>> Begin

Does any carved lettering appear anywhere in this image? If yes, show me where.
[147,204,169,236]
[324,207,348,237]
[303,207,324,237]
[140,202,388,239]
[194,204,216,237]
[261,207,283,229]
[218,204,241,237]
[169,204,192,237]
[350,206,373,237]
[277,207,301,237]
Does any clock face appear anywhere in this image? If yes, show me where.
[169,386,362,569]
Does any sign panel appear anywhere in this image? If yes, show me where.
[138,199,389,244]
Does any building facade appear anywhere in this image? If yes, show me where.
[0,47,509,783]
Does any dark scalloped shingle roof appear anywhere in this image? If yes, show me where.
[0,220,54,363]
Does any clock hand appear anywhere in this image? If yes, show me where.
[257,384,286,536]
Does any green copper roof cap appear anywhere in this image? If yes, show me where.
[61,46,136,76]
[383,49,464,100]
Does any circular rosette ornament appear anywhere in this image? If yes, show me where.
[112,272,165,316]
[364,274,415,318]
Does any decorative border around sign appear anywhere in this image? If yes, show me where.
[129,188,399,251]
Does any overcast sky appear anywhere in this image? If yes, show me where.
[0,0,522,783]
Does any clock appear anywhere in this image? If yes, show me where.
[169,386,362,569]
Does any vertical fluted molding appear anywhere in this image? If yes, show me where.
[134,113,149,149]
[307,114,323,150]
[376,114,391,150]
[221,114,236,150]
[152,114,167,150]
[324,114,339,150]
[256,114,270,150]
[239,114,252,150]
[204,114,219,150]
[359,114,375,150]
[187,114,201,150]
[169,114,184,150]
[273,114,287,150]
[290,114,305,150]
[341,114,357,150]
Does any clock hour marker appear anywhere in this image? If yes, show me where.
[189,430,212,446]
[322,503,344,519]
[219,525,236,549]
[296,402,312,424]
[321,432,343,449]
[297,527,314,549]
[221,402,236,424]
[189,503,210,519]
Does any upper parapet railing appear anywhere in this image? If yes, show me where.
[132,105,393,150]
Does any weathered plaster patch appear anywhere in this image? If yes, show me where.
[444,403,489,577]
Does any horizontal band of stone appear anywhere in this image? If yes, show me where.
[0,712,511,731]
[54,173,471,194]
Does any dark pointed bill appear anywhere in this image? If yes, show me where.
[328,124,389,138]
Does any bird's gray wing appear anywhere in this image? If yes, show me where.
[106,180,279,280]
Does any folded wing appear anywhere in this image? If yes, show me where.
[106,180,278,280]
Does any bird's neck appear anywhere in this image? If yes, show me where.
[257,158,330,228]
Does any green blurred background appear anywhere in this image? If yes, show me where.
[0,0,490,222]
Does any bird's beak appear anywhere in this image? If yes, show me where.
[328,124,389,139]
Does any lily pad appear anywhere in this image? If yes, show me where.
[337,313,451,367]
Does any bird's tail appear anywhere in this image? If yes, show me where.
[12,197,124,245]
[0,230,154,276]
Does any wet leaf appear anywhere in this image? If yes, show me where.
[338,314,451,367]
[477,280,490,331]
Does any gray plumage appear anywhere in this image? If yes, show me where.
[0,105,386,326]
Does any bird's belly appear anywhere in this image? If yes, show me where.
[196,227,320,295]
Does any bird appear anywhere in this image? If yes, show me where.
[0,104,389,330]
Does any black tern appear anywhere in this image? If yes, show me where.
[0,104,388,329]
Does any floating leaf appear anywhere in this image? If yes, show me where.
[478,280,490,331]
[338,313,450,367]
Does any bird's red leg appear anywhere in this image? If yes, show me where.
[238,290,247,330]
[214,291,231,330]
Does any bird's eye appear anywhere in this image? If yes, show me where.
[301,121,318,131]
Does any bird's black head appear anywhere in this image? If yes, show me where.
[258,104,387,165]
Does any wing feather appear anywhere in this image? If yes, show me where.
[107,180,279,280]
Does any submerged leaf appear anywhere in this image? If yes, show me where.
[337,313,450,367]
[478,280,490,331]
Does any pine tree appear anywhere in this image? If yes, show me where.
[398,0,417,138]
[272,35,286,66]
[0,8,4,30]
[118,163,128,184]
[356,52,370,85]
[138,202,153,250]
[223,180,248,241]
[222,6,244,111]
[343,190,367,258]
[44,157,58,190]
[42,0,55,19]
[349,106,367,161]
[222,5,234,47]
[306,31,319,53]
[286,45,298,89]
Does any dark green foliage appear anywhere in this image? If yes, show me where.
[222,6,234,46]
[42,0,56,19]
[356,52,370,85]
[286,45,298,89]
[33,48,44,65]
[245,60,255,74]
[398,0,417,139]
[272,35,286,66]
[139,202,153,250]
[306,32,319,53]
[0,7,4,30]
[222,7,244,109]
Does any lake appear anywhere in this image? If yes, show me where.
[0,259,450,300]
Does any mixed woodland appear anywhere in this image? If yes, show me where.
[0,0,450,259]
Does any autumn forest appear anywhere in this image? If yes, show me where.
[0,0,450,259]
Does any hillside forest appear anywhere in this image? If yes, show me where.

>> End

What the task asks »
Rescale the entries beginning at the line that has "Does any upper" and stopping after the line that has "[328,124,389,138]". Rewrite every one of those lines in full, changing only the bounding-box coordinates in the answers: multiply each by 1.05 and round to a whole number, with halves rounded up.

Solution to the exercise »
Does any upper parapet railing appear anywhere in this image? If yes, show me where.
[139,110,413,158]
Does any weathered plaster patch appear anywhere in this image? If yes, show me where.
[466,423,513,606]
Does any horizontal band of stone appear anywhere in this image? If yes, show me where.
[0,748,537,768]
[57,182,495,204]
Does any dark pointed bill appear anywhere in this image? If yes, show me where.
[344,130,408,145]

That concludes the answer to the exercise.